What is expected: Output every record below precisely as it is written.

Material supplied:
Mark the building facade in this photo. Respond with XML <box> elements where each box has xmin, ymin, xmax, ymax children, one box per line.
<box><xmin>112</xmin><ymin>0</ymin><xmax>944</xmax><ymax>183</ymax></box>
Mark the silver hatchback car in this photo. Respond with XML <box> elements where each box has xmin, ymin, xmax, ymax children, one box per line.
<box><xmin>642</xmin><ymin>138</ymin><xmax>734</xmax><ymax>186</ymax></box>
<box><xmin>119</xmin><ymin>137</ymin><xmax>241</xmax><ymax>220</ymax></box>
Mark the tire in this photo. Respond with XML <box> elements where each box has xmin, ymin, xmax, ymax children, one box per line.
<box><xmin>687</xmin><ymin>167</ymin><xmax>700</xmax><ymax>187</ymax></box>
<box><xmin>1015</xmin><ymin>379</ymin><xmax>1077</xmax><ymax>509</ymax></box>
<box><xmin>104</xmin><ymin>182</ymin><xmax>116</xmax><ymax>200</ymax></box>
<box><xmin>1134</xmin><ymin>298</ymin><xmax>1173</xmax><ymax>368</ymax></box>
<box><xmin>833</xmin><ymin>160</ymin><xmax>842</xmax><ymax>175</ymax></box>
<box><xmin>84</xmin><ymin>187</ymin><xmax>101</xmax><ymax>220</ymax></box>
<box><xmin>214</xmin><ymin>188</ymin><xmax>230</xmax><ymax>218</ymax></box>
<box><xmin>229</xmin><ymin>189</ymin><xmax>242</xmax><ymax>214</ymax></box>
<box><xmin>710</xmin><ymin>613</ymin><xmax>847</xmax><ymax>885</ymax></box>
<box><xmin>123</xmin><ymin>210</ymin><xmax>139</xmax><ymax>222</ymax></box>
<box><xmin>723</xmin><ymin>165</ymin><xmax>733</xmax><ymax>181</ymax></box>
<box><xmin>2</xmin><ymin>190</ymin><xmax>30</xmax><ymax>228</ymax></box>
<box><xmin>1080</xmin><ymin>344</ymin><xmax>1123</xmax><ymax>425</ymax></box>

Exercise result:
Mark the building facade in this photo. Respond with XML <box> elements where each box has xmin, ymin, xmax, ymax children, one box per line.
<box><xmin>112</xmin><ymin>0</ymin><xmax>944</xmax><ymax>183</ymax></box>
Mark the silver hatchback car in this photo. Respond with XML <box> elements where each box has xmin, ymin, xmax, ymax children, one box per line.
<box><xmin>642</xmin><ymin>138</ymin><xmax>734</xmax><ymax>186</ymax></box>
<box><xmin>119</xmin><ymin>137</ymin><xmax>241</xmax><ymax>220</ymax></box>
Mark the tire in this photo. Respond with XML <box> elements where each box has xmin, ymin, xmax, ymax children, one box per line.
<box><xmin>687</xmin><ymin>167</ymin><xmax>700</xmax><ymax>187</ymax></box>
<box><xmin>1015</xmin><ymin>379</ymin><xmax>1077</xmax><ymax>509</ymax></box>
<box><xmin>104</xmin><ymin>182</ymin><xmax>116</xmax><ymax>200</ymax></box>
<box><xmin>1134</xmin><ymin>298</ymin><xmax>1173</xmax><ymax>368</ymax></box>
<box><xmin>833</xmin><ymin>160</ymin><xmax>842</xmax><ymax>175</ymax></box>
<box><xmin>84</xmin><ymin>187</ymin><xmax>101</xmax><ymax>220</ymax></box>
<box><xmin>214</xmin><ymin>188</ymin><xmax>230</xmax><ymax>218</ymax></box>
<box><xmin>229</xmin><ymin>189</ymin><xmax>242</xmax><ymax>214</ymax></box>
<box><xmin>710</xmin><ymin>613</ymin><xmax>847</xmax><ymax>885</ymax></box>
<box><xmin>123</xmin><ymin>210</ymin><xmax>139</xmax><ymax>222</ymax></box>
<box><xmin>723</xmin><ymin>165</ymin><xmax>733</xmax><ymax>181</ymax></box>
<box><xmin>2</xmin><ymin>190</ymin><xmax>30</xmax><ymax>228</ymax></box>
<box><xmin>1080</xmin><ymin>344</ymin><xmax>1123</xmax><ymax>425</ymax></box>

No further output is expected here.